[In honor of his latest film, Stake Land, being selected to the Toronto International Film Festival, we proudly re-introduce the interview we ran with director Jim Mickle back in April.]
Five directors. Ten questions. Meet the face of The New American Horror.
Sure, the American horror film has never gone away. Far from it. America has long been the prime producer of horror film on the face of the planet. But what we are seeing now is the beginning of a distinct movement within American independent horror, a community of film makers with shared ideals and similar aesthetics. A group of film makers producing films that are clearly and uniquely their own. Films made not as low budget audition pieces for a big budget Hollywood job but because these are the films that they love. Not since the days that Wes Craven and Sam Raimi were embedding messages to one another in their films has there been such a unique and tightly connected group. They may not all know each other but they certainly know each others' work.
The five break down into three distinct groups. There is the west coast duo of Adam Green (Frozen, Hatchet) and Paul Solet (Grace). There is the eastern pairing of Larry Fessenden proteges Ti West (The House of the Devil) and Jim Mickle (Mulberry Street, Stake Land) and the southern outsider Adam Wingard (Pop Skull, A Horrible Way To Die).
We posed the same ten questions to each of the five and will feature their responses, one a day, throughout this week. Today: Jim Mickle.
1. Your name and year of birth.
Jim Mickle 1979
2. What is the first film you remember seeing in a movie theatre? Who took you?
My parents took me to see PINOCCHIO when I was too little to remember much, but I can very clearly remember the theater experience and the whale scene.
3. What is the first moment you remember thinking that making movies was something you wanted to do?
It sounds predictable, but I remember the exact shot in ARMY OF DARKNESS where all of my unfocused interest in the film world kind of clicked into place and I knew exactly what I wanted to be doing.
I was about thirteen and obsessed with make-up FX and animatronics and was always trying to build monsters with bike brake cables and cheap latex. The idea of making movies was just an excuse to try out FX gags. But about 10 minutes into ARMY OF DARKNESS, there's a wide shot of them pulling up to the castle and I remember being completely caught up by the filmmaking up to that point. I was aware for the first time of the language of storytelling and how whoever was making the movie was having fun with camera moves, compositions, costumes, music, etc. There were all these other elements to filmmaking that I started paying attention to.

**DATA SEGMENT:**
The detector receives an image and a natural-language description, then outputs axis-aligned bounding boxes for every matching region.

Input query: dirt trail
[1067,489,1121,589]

**SET TASK A:** Summarize the Jim Mickle interview in two sentences.
**SET TASK B:** Carry on the Jim Mickle interview from the point where the text stops.
The data above comes from a separate source and has no connection to the interview.

**FINAL RESULT A:** The piece describes a distinct movement in American independent horror and groups five directors, Adam Green, Paul Solet, Ti West, Jim Mickle and Adam Wingard, who were each asked the same ten questions. Mickle, born in 1979, remembers seeing Pinocchio with his parents as a small child and says a wide shot of the castle in Army of Darkness, seen when he was about thirteen, first made him aware of filmmaking beyond the make-up effects he was obsessed with.

**FINAL RESULT B:**
I had just watched TICKS and LEPRECHAUN that day too, so I was ready for something new even at that age.
4. The directors grouped in this series were all chosen because something feels essentially American about them. In your mind, what separates American horror film from horror around the world?
It can probably be best described by its wide variety. That and a big part of its resurgence is a new sense of fear and paranoia largely prompted by American politics. Whether it's dealt with directly or indirectly, we have something to talk about again and now things like the end-of-the-world don't seem so impossible anymore. So suddenly, there's a real appetite for films that deal with everyday scary things, THE LAST WINTER being a perfect example.
I'd like to think we're dealing with a time that's closer to the '70s in terms of the appetite for real genre films. New software and camera technology allow indie filmmakers to actually compete with studio fare for attention instead of being relegated to little or no release. Hollywood can stick to remaking everything in sight, and indie filmmakers can take more complicated topics and make more satisfying genre experiences affordably.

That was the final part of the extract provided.